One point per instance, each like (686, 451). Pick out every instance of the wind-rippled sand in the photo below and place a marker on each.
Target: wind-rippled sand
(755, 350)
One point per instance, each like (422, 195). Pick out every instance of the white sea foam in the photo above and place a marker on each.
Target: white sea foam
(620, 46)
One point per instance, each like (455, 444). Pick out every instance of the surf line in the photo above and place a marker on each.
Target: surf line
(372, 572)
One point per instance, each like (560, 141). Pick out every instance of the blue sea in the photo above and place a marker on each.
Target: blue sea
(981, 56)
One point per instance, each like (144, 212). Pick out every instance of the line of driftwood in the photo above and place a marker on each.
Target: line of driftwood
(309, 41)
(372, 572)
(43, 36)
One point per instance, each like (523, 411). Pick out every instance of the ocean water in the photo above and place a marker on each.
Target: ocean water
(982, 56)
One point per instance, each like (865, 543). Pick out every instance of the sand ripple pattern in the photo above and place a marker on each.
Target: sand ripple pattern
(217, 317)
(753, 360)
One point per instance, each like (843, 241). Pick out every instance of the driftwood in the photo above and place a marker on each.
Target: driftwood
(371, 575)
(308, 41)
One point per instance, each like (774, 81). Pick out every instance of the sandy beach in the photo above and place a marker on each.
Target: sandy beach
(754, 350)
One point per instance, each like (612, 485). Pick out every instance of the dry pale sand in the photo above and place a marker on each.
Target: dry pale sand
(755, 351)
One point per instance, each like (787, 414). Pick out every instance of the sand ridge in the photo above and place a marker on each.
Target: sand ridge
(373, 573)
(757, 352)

#####

* [Description of the task]
Exactly as they stand above, write out the entries.

* [Reply to the exercise]
One point per instance, each like (686, 451). Pick out every instance of the wind-rippled sand in the photo below and place a marker on each.
Target: wind-rippled sand
(755, 350)
One point per instance, each like (422, 195). Pick out every instance of the white sea foam in the photo above and place a marker on each.
Target: white sea foam
(620, 46)
One point per instance, each like (455, 444). Pick out every instance of the surf line in the photo above and place a marker on each.
Target: surf line
(372, 572)
One point per instance, each like (560, 141). Pick out every instance of the blue sea in the photo above and place a marker on each.
Target: blue sea
(981, 56)
One point per instance, each like (144, 212). Pick out every instance of the line of driftwood in the photo above and place a marker on each.
Target: line of driftwood
(309, 41)
(372, 572)
(43, 36)
One point per instance, each like (523, 411). Pick out every instance of the ocean water in the photo above and place a marker on each.
Target: ocean water
(982, 56)
One point per instance, each like (865, 543). Pick out every instance of the sand ripple pattern in the photo above and place a marker on each.
Target: sand ripple pattern
(217, 317)
(753, 360)
One point per instance, each like (843, 241). Pick out every instance of the driftwood in the photo above and place a marker on each.
Target: driftwood
(371, 575)
(308, 41)
One point per instance, each like (774, 81). Pick out every instance of the sandy beach in the photo above and place a marker on each.
Target: sandy beach
(754, 350)
One point per instance, each like (612, 485). Pick out every instance of the dry pale sand in the photo above and place a marker on each.
Target: dry pale sand
(755, 351)
One point per instance, each like (787, 414). Pick out every instance of the sand ridge in the photo above and place a marker on each.
Target: sand ridge
(373, 573)
(757, 352)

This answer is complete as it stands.